◆ Texte fourni ◆
------------------------------------

01.10.2014 Vincent Lamigeon, grand reporter à Challenges - Supersonique
Il aurait pu venir d’Iran, de Russie, de Corée du Nord. Mais il est venu de l’allié britannique, celui avec lequel la France a signé en grande pompe les traités de collaboration de défense dits de Lancaster House en 2010. Lui ? Un Scud incroyable, inattendu, tellement grossier qu’on se demande si c’est bien un ministre des affaires étrangères britannique qui l’a dégainé. Interrogé par la BBC qui évoquait l’engagement britannique en Irak et le nombre supérieur d’escadrons de chasse en France par rapport à au Royaume-Uni, Philip Hammond a répondu hier d’un tacle dénué de toute subtilité diplomatique : « Vous ne trouverez personne qui s'y connaît dans ce domaine qui dira que l'armée de l'air française constitue une force plus redoutable que la Royal Air Force ».

------------------------------------

Dressez la liste de tous les pays cités dans le texte fourni. Appuyez-vous exclusivement sur le texte fourni.

◆ Extraits des données ◆

------------------------------------

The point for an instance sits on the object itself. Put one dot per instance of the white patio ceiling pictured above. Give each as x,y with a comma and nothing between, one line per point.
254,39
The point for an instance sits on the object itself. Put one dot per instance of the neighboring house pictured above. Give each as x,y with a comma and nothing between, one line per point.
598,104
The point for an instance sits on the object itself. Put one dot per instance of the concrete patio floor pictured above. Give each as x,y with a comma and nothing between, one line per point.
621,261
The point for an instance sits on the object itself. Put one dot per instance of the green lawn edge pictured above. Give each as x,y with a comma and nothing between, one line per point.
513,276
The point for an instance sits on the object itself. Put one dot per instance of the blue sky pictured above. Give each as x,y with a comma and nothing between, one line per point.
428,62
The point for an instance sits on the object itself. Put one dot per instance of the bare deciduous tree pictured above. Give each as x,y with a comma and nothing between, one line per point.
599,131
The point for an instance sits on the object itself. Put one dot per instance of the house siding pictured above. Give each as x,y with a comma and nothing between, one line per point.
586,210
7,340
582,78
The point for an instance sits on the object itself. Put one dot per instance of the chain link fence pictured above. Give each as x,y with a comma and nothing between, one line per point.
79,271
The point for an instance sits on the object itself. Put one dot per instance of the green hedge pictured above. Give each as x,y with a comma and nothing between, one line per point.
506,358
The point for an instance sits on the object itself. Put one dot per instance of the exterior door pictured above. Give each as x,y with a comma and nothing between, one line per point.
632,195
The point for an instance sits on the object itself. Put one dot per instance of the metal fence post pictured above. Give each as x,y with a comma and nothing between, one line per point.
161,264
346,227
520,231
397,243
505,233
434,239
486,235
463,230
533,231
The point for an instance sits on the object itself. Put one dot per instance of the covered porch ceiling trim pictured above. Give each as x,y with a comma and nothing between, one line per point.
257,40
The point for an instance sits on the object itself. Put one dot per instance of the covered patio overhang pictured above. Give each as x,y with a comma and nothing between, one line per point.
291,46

------------------------------------

◆ Tâche réalisée ◆
Iran, Russie, Corée du Nord, France, Irak, Royaume-Uni